> [Selected text]:
In [None]:
from rdkit import Chem
from rdkit.Chem import Draw # Added for molecule visualization
from rdkit import RDLogger
from rdkit.Chem import Crippen, Descriptors, MolToSmiles, Draw, QED, rdMolDescriptors
try:
    from rdkit.Chem.SA_Score import sascorer
except ImportError:
    from rdkit.Contrib.SA_Score import sascorer
import random
import matplotlib.pyplot as plt
import pandas as pd
import numpy as np
from sklearn.ensemble import RandomForestRegressor
from sklearn.model_selection import train_test_split #ML training
import seaborn as sns # Added import

RDLogger.DisableLog('rdApp.*') 
random.seed(42)

In [None]:
from simple_ga import simple_genetic_algorithm, generate_random_smiles, plot_ga_results

In [None]:
# --- Notes for the user ---
# 1. Fitness Function: The `example_fitness_function` is very basic.
#    For real molecular design, use RDKit or other cheminformatics toolkits to:
#    a. Validate SMILES: `mol = Chem.MolFromSmiles(s)`. If `mol is None`, it's invalid.
#    b. Calculate properties: LogP, QED, molecular weight, presence of specific
#       functional groups, similarity to a target, docking scores, etc.
#    c. The fitness function MUST handle invalid SMILES gracefully (e.g., return
#       a very low score or None, as handled by the GA).
#
# 2. SMILES_CHARS: The `SMILES_CHARS` list is a simplified alphabet.
#    Tailor it to the chemical space you are exploring (e.g., add 'Si', 'B', aromatic lowercase atoms).
#
# 3. Crossover and Mutation: These are simple string manipulations and will
#    often produce invalid SMILES. The fitness function's ability to
#    penalize/filter invalid SMILES is crucial. More advanced, chemically-aware
#    operators exist (e.g., using SELFIES, graph-based methods) but are more complex.
#

In [None]:
# --- User-defined components ---
def example_fitness_function(smiles_string):
    """
    A placeholder fitness function. Scores based on length and presence of 'O'.
    A real fitness function should use cheminformatics toolkits (e.g., RDKit)
    for SMILES validation and property calculation.
    It MUST handle potentially invalid SMILES (e.g., return a very low score or None).
    """
    if not smiles_string: # Handle empty string
        return -1000.0 

    # Using RDKit for validation
    mol = Chem.MolFromSmiles(smiles_string)
    if mol is None:
        return -1000.0  # Invalid SMILES

    score = 0.0
    # Reward length within a certain range
    if 5 <= len(smiles_string) <= 30:
        score += len(smiles_string)

> [Prompt 1]: In the notebook, what score does `example_fitness_function` return when RDKit cannot parse the SMILES string?
> [Prompt 2]: Please write the next part of the notebook, picking up right after its final line.
The data after this point is separate material and is not part of the notebook.

(Stored data entries)

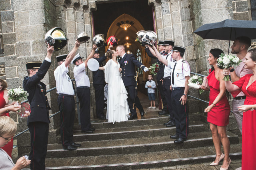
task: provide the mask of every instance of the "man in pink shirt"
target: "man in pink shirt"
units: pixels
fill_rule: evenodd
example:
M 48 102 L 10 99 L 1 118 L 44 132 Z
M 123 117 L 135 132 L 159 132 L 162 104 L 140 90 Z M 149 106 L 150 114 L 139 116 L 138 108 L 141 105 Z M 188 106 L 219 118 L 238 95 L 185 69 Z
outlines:
M 236 38 L 233 44 L 231 46 L 232 49 L 231 53 L 236 54 L 237 57 L 242 61 L 239 65 L 235 69 L 230 68 L 228 69 L 224 69 L 223 70 L 223 72 L 225 75 L 228 75 L 230 74 L 232 82 L 239 80 L 240 78 L 246 74 L 253 73 L 251 70 L 245 68 L 244 64 L 243 62 L 245 59 L 244 57 L 247 53 L 248 48 L 251 46 L 251 40 L 248 37 L 239 37 Z M 243 112 L 238 111 L 237 107 L 243 105 L 245 99 L 245 96 L 241 92 L 234 97 L 232 101 L 232 109 L 241 134 Z

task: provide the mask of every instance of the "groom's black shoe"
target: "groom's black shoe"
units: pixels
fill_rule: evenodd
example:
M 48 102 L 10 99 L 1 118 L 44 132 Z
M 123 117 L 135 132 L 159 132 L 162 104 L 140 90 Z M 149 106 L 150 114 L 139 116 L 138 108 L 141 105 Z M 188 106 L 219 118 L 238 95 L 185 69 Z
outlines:
M 142 111 L 140 112 L 140 116 L 142 117 L 144 116 L 144 114 L 145 114 L 145 112 L 144 112 L 144 110 L 142 110 Z
M 132 116 L 131 116 L 131 117 L 128 118 L 128 120 L 130 121 L 131 120 L 132 120 L 134 119 L 135 118 L 137 118 L 138 117 L 137 116 L 137 115 L 132 115 Z

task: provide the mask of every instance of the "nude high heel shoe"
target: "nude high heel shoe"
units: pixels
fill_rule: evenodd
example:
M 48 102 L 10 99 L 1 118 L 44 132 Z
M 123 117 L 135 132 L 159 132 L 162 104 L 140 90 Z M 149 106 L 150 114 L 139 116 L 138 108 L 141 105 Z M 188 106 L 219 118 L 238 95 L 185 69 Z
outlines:
M 219 165 L 219 163 L 220 162 L 220 161 L 224 159 L 224 157 L 225 156 L 224 156 L 224 155 L 223 154 L 223 153 L 221 154 L 221 155 L 220 156 L 220 159 L 219 159 L 219 161 L 218 161 L 217 162 L 215 163 L 214 162 L 214 161 L 212 162 L 212 163 L 210 164 L 210 165 L 212 165 L 213 166 L 216 166 L 217 165 Z
M 229 166 L 229 165 L 231 163 L 231 159 L 230 159 L 230 158 L 229 158 L 229 161 L 228 161 L 228 167 L 226 168 L 222 168 L 221 167 L 220 168 L 220 170 L 228 170 L 228 167 Z

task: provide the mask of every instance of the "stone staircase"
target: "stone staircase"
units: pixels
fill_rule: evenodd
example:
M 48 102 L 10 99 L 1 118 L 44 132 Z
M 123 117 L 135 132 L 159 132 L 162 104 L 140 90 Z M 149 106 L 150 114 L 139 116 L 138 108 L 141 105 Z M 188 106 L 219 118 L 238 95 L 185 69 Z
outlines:
M 175 133 L 175 127 L 163 125 L 169 117 L 159 116 L 156 109 L 145 110 L 145 116 L 139 115 L 138 120 L 114 124 L 105 120 L 92 123 L 92 127 L 96 129 L 93 133 L 82 133 L 80 126 L 75 125 L 74 140 L 82 146 L 73 151 L 64 150 L 60 136 L 57 136 L 58 143 L 48 145 L 46 169 L 151 169 L 214 160 L 215 150 L 205 116 L 189 114 L 188 140 L 177 144 L 169 137 Z M 231 159 L 240 160 L 241 146 L 238 136 L 229 131 L 227 134 Z M 209 166 L 206 169 L 212 168 Z

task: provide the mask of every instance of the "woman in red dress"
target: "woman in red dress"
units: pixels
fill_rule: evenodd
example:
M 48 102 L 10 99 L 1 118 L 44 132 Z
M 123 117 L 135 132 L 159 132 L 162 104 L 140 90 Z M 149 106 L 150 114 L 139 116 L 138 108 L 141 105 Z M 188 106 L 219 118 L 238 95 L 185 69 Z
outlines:
M 3 80 L 0 79 L 0 108 L 7 107 L 10 105 L 13 105 L 14 103 L 10 105 L 7 105 L 9 101 L 7 95 L 7 85 L 6 82 Z M 10 117 L 9 113 L 6 112 L 2 114 L 1 116 L 6 116 Z M 5 145 L 4 146 L 1 147 L 9 155 L 10 157 L 12 157 L 12 147 L 13 146 L 13 139 L 12 139 L 8 143 Z
M 242 135 L 242 169 L 256 169 L 256 48 L 250 49 L 244 61 L 245 68 L 253 74 L 245 75 L 233 83 L 226 81 L 227 89 L 235 97 L 241 90 L 246 96 L 244 105 L 238 106 L 244 112 Z M 225 73 L 223 73 L 224 74 Z
M 226 96 L 225 82 L 222 80 L 222 69 L 217 65 L 217 59 L 222 53 L 224 53 L 218 48 L 212 49 L 210 50 L 207 60 L 212 67 L 209 70 L 210 73 L 206 79 L 209 86 L 207 88 L 208 86 L 202 84 L 202 88 L 210 91 L 209 105 L 204 112 L 208 113 L 207 121 L 210 124 L 216 155 L 215 160 L 210 165 L 218 165 L 219 162 L 224 159 L 223 164 L 220 170 L 224 170 L 228 169 L 231 162 L 229 158 L 229 140 L 226 132 L 227 125 L 228 124 L 230 107 Z M 221 151 L 221 143 L 223 146 L 225 157 Z

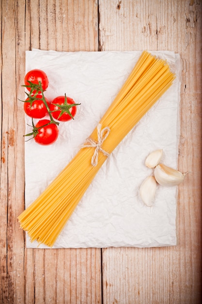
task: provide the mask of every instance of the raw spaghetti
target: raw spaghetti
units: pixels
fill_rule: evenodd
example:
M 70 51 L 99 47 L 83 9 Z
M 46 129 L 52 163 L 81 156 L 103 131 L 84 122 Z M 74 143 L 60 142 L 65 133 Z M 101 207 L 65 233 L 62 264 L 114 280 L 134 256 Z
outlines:
M 52 247 L 110 153 L 171 85 L 169 65 L 144 51 L 86 142 L 39 197 L 18 217 L 31 241 Z

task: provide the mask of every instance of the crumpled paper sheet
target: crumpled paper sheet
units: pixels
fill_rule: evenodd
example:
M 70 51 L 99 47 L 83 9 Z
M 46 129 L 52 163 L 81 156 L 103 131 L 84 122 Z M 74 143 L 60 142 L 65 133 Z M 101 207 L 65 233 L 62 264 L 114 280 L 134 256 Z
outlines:
M 61 122 L 52 145 L 25 142 L 26 207 L 39 195 L 96 127 L 141 53 L 141 51 L 26 51 L 26 72 L 44 70 L 50 101 L 66 93 L 78 107 L 75 120 Z M 164 164 L 177 167 L 181 66 L 172 51 L 151 52 L 167 60 L 176 78 L 171 87 L 108 157 L 79 203 L 53 248 L 152 247 L 175 245 L 177 187 L 157 187 L 154 206 L 145 205 L 140 186 L 153 173 L 148 154 L 163 149 Z M 31 132 L 25 117 L 26 134 Z M 117 132 L 118 130 L 117 130 Z M 68 191 L 68 185 L 66 185 Z M 27 235 L 27 247 L 36 248 Z M 39 248 L 48 248 L 41 244 Z

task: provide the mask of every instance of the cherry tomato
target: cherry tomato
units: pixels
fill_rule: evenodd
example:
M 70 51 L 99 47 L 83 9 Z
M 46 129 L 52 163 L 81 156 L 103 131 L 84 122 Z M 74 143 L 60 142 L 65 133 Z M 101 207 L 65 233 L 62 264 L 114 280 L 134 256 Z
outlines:
M 43 91 L 47 89 L 49 84 L 48 79 L 46 73 L 44 71 L 37 68 L 32 69 L 26 74 L 25 77 L 25 84 L 26 85 L 30 85 L 28 81 L 35 84 L 38 84 L 40 81 Z M 27 88 L 28 91 L 31 90 L 30 87 Z M 35 91 L 33 91 L 33 93 L 35 92 Z M 39 93 L 41 93 L 41 92 L 39 91 Z
M 38 94 L 34 97 L 35 98 L 40 99 L 39 100 L 34 100 L 32 101 L 31 99 L 27 98 L 26 101 L 24 103 L 24 110 L 28 116 L 32 118 L 43 118 L 47 114 L 48 112 L 46 105 L 42 99 L 42 95 Z M 46 97 L 45 98 L 47 104 L 49 104 L 49 101 Z
M 73 105 L 74 104 L 75 105 Z M 72 98 L 65 95 L 55 98 L 50 103 L 49 108 L 55 119 L 60 121 L 67 121 L 74 119 L 77 113 L 76 106 L 78 104 L 80 104 L 75 103 Z
M 50 121 L 49 119 L 42 119 L 35 125 L 36 128 L 41 127 L 38 130 L 38 133 L 34 137 L 36 142 L 40 145 L 50 145 L 55 142 L 58 138 L 59 130 L 56 124 L 50 123 L 45 126 Z

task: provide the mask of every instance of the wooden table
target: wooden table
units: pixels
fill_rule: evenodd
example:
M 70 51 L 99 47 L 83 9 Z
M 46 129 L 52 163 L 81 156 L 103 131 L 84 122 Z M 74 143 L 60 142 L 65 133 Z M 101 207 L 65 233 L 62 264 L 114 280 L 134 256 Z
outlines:
M 197 304 L 202 301 L 200 0 L 1 0 L 0 303 Z M 177 245 L 31 249 L 24 208 L 25 51 L 171 50 L 183 70 Z

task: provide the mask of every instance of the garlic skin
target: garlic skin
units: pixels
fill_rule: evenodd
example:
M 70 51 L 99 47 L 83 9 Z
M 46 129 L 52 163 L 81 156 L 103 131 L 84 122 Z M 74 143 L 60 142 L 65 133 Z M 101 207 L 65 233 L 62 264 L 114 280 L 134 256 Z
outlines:
M 153 151 L 145 159 L 145 165 L 148 168 L 153 169 L 158 165 L 163 156 L 163 150 L 158 149 Z
M 163 164 L 155 168 L 154 174 L 156 182 L 165 186 L 176 186 L 184 181 L 186 173 L 182 173 Z
M 140 188 L 140 195 L 142 201 L 148 207 L 153 206 L 153 201 L 156 191 L 157 184 L 154 176 L 148 176 Z

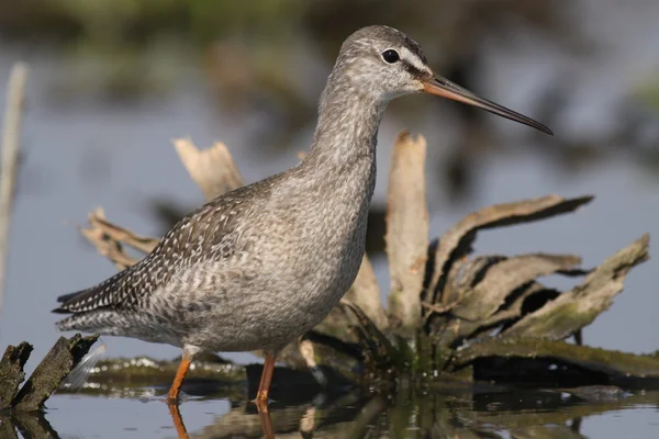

> [Exercise output 1]: -1000.0

> [Exercise output 2]:
    else:
        score -= abs(len(smiles_string) - 15) # Penalize deviation from ideal length 15

    score += smiles_string.count('O') * 10  # Reward Oxygen
    score += smiles_string.count('N') * 5   # Reward Nitrogen
    score -= smiles_string.count('Cl') * 2 # Penalize Chlorine slightly
    
    # Penalize if too short or too long after other calcs
    if len(smiles_string) < 3 or len(smiles_string) > 50:
        return -1000.0

    return score

In [None]:
# --- GA Parameters ---
num_generations = 100
pop_size = 100
crossover_rate = 0.8
mutation_rate = 0.2 # Probability an individual is mutated
tournament_size = 5
elitism_count = 2
initial_pop = [generate_random_smiles(random.randint(10, 25)) for _ in range(pop_size)]

In [None]:
print("Starting Simple Genetic Algorithm for SMILES generation...")

results = simple_genetic_algorithm(
    initial_population=initial_pop,
    fitness_function=example_fitness_function,
    generations=num_generations,
    population_size=pop_size,
    crossover_rate=crossover_rate,
    mutation_rate=mutation_rate,
    tournament_size=tournament_size,
    elitism_count=elitism_count
)

print("\nGA Run Finished.")
print(f"Best SMILES found: {results['best_smiles']}")
print(f"Best Fitness score: {results['best_fitness']:.4f}")
plot_ga_results(results)

In [None]:
# Lets do a more interesting example using simple rdkit logp prediction
def rdkit_logp_fitness(smiles):
    """
    Calculates the LogP for a given SMILES string using RDKit.
    Returns a very low score for invalid SMILES.
    """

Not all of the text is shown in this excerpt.